• [Your instructions]: Copy out all of the records below line for line, with nothing changed.

• [A block of data]:
▼

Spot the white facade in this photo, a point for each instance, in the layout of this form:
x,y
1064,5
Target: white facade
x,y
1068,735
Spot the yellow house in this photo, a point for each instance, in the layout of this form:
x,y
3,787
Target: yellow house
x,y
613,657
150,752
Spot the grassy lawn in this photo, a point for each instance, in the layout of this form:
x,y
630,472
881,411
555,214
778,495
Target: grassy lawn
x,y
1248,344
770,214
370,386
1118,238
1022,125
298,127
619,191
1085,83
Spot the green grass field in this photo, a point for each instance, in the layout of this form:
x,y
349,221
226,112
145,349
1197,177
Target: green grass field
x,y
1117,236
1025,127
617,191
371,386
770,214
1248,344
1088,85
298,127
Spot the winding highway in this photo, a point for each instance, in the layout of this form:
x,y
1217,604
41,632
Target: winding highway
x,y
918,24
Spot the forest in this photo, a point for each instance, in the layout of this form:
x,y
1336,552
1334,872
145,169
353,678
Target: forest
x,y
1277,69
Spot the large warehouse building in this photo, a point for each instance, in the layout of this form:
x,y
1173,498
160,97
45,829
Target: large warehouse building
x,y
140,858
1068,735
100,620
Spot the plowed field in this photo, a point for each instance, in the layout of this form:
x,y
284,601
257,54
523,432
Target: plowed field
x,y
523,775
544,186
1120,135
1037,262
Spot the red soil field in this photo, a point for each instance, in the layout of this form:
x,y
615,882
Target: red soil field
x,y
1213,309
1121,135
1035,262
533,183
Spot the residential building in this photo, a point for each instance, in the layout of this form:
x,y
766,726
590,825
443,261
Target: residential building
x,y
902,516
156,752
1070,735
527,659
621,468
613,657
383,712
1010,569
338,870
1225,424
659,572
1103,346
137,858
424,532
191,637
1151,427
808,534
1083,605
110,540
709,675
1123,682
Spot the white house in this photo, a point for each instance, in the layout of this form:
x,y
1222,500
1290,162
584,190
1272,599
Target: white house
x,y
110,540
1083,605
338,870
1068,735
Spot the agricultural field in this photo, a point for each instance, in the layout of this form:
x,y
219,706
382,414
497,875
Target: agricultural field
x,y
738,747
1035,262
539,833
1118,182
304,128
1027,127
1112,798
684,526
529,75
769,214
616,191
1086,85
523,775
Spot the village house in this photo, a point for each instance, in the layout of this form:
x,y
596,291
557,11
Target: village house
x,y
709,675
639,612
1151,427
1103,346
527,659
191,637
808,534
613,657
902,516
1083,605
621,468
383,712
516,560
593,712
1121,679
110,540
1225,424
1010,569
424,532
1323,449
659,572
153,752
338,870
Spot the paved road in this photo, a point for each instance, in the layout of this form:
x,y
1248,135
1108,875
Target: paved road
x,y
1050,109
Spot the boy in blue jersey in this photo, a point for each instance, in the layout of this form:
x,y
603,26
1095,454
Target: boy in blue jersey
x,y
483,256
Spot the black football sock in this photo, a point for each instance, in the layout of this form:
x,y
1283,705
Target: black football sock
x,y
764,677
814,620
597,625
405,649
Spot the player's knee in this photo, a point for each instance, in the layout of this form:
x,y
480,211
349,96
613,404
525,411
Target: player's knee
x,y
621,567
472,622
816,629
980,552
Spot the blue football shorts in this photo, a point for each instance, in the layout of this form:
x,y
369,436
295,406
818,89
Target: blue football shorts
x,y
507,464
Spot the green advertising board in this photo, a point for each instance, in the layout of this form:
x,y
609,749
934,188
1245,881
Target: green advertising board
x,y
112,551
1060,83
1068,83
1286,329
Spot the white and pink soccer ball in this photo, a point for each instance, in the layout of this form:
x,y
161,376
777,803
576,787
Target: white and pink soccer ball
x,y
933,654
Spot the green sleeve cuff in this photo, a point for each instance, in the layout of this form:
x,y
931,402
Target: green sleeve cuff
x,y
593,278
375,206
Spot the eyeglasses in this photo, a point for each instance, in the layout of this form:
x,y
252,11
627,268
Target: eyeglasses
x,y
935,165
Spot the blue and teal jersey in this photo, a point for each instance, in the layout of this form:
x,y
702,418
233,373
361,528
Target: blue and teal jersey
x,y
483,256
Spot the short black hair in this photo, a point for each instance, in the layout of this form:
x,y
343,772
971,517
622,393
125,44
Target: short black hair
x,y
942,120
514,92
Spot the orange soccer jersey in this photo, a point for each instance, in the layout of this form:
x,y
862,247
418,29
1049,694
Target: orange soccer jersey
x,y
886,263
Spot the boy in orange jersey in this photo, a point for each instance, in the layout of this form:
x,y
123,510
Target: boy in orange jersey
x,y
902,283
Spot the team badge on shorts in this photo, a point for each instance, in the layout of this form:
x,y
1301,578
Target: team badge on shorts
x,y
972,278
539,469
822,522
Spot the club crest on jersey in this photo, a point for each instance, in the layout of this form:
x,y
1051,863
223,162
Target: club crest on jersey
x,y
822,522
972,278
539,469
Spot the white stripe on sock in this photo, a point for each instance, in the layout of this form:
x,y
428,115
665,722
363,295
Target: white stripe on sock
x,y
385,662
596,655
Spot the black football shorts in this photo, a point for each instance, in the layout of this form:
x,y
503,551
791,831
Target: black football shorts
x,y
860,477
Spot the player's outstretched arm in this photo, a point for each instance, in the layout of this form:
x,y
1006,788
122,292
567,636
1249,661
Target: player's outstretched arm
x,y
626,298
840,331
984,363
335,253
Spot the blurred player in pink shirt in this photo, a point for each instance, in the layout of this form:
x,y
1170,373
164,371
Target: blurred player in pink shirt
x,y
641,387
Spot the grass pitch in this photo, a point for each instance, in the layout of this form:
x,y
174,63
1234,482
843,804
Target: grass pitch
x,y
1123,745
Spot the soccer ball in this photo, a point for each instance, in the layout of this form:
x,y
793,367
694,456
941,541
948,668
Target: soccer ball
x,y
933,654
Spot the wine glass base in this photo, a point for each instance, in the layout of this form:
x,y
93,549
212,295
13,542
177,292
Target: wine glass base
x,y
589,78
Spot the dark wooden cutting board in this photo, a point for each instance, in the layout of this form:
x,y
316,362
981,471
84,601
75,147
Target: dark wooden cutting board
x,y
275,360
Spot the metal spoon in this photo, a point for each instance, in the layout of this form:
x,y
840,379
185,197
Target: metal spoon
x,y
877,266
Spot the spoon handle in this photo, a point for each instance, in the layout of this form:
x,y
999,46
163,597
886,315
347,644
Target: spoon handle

▲

• [Solution below]:
Spot the white facade in this photo, a point for each instance, in the layout of this form:
x,y
1064,5
Target: white facade
x,y
1068,735
Spot the yellow house in this photo, a point for each instance, in the layout of this form:
x,y
3,787
Target: yellow house
x,y
613,657
150,752
Spot the grassy lawn in this photo, a point for each instance, in the layout of this form:
x,y
630,472
881,411
555,214
778,495
Target: grassy lawn
x,y
1248,344
770,214
370,386
1118,238
1022,125
298,127
619,191
1085,83
Spot the green grass field in this photo, a point for each instance, in the layout of this form:
x,y
349,221
226,112
145,349
1197,177
Target: green grass field
x,y
1117,236
1025,127
617,191
371,386
770,214
1248,344
1088,85
298,127
Spot the winding highway in this photo, a point for each instance, in the layout of this form:
x,y
1217,604
41,632
Target: winding highway
x,y
918,24
Spot the forest in this photo, a point for each instance, in the layout of this form:
x,y
1336,552
1334,872
145,169
353,678
Target: forest
x,y
1277,69
Spot the large warehouse building in this photo, a point for each instance, in the layout of this form:
x,y
1173,498
160,97
45,829
Target: large warehouse building
x,y
140,858
1068,735
100,620
Spot the plowed field in this photo, a point for each instance, in the layout of this form:
x,y
284,601
257,54
523,432
Target: plowed field
x,y
523,775
544,186
1120,135
1037,262
Spot the red soil field in this photo, a point for each instance, in the layout of this form:
x,y
615,882
Target: red soil field
x,y
1213,309
1121,135
1035,262
533,183
Spot the residential building in this photo, a point for each instance, in the layout of this form:
x,y
766,726
590,825
443,261
Target: residential building
x,y
902,516
156,752
1070,735
527,659
621,468
613,657
383,712
1010,569
338,870
1225,424
659,572
1103,346
137,858
424,532
191,637
1151,427
808,534
1083,605
110,540
709,675
1123,682
Spot the white house in this photo, a point for each instance, in the layout of this form:
x,y
1222,500
1290,162
584,190
1272,599
Target: white house
x,y
110,540
1083,605
338,870
1068,735
Spot the agricultural field in this photo, a point for each instance, in the layout of this form:
x,y
219,706
382,414
497,875
Target: agricultural field
x,y
738,747
1035,262
539,833
1118,182
304,128
1027,127
1112,798
684,526
529,75
769,214
616,191
1086,85
523,775
Spot the village house in this photo, a point for each instance, in the layout of this form:
x,y
596,291
557,11
Target: village house
x,y
709,675
639,612
1151,427
1103,346
527,659
191,637
808,534
613,657
902,516
1083,605
621,468
383,712
516,560
593,712
1121,679
110,540
1225,424
1010,569
424,532
1323,449
659,572
153,752
338,870
Spot the paved road in this photo, a point for each instance, in the layout of this form:
x,y
1248,135
1108,875
Target: paved road
x,y
1050,109
Spot the boy in blue jersey in this photo, a point for each instance, in the layout of this form:
x,y
603,26
1095,454
Target: boy in blue jersey
x,y
483,256
Spot the black football sock in this photo, a point for each instance, in the layout of this form:
x,y
1283,705
Target: black football sock
x,y
764,677
814,620
597,625
405,649
Spot the player's knee in this photo, a point for each instance, in the layout of this form:
x,y
480,211
349,96
613,404
525,411
Target: player's knee
x,y
621,567
472,622
816,629
980,552
Spot the blue football shorts in this photo, a point for each instance, in the layout of this form:
x,y
369,436
295,406
818,89
Target: blue football shorts
x,y
507,464
Spot the green advertising board in this photo, a point for each instance, in the layout of this form:
x,y
609,749
934,188
1245,881
Target: green advertising board
x,y
112,551
1060,83
1068,83
1286,329
Spot the white and pink soccer ball in this photo, a point for each instance, in the layout of this form:
x,y
161,376
777,803
576,787
Target: white and pink soccer ball
x,y
933,654
Spot the green sleeve cuff in this photo, a point for each instance, in the layout of this form:
x,y
931,402
Target: green sleeve cuff
x,y
593,278
375,206
Spot the eyeglasses in this photo, a point for each instance, in the layout of this form:
x,y
252,11
627,268
Target: eyeglasses
x,y
935,165
Spot the blue and teal jersey in this photo, a point for each instance, in the layout of this form:
x,y
702,418
233,373
361,528
Target: blue and teal jersey
x,y
483,256
Spot the short black hair in this photo, a point for each instance, in the layout of this form:
x,y
343,772
971,517
622,393
125,44
Target: short black hair
x,y
942,120
514,92
Spot the orange soccer jersey in this photo, a point for each instance, in the layout of this form:
x,y
862,247
418,29
1049,694
Target: orange soccer jersey
x,y
886,263
Spot the boy in orange jersey in this photo, a point for each instance, in the layout of this form:
x,y
123,510
Target: boy in orange jersey
x,y
902,283
Spot the team badge on shorts in this photo, a point for each instance, in the layout of this form:
x,y
1301,578
Target: team badge on shorts
x,y
972,278
539,469
822,522
Spot the club crest on jersey in this photo, a point for each instance, in the layout of this form:
x,y
1051,863
223,162
Target: club crest on jersey
x,y
822,522
972,278
539,469
Spot the white stripe on sock in this photo, a point for each instance, in the layout of this form:
x,y
428,115
665,722
363,295
Target: white stripe on sock
x,y
385,662
596,655
Spot the black football shorts in this photo, a point for each instance, in the layout of this form:
x,y
503,551
791,831
Target: black football shorts
x,y
860,477
Spot the player's outstretched arm in this photo, a point for each instance, in the layout of this form:
x,y
1006,788
122,292
567,636
1249,661
Target: player's outstretched arm
x,y
626,298
840,331
984,363
335,253
Spot the blurred player in pink shirt in this photo, a point for each instance, in the layout of this form:
x,y
1170,373
164,371
Target: blurred player in pink shirt
x,y
641,387
Spot the grass pitch in this photo, a point for each instance, in the layout of this form:
x,y
174,63
1234,482
843,804
Target: grass pitch
x,y
1123,745
Spot the soccer ball in this photo, a point for each instance, in the layout of this form:
x,y
793,367
694,456
941,541
948,668
Target: soccer ball
x,y
933,654
Spot the wine glass base in this photo, a point for each instance, in the layout of this form:
x,y
93,549
212,295
13,542
177,292
Target: wine glass base
x,y
589,78
Spot the dark wooden cutting board in this photo, a point for each instance, in the layout of this form:
x,y
316,362
981,471
84,601
75,147
Target: dark wooden cutting board
x,y
275,360
Spot the metal spoon in this photo, a point for each instance, in the layout of this form:
x,y
840,379
185,197
Target: metal spoon
x,y
877,266
Spot the spoon handle in this photo, a point for each instance, in the layout of this form:
x,y
999,46
163,597
886,315
347,644
Target: spoon handle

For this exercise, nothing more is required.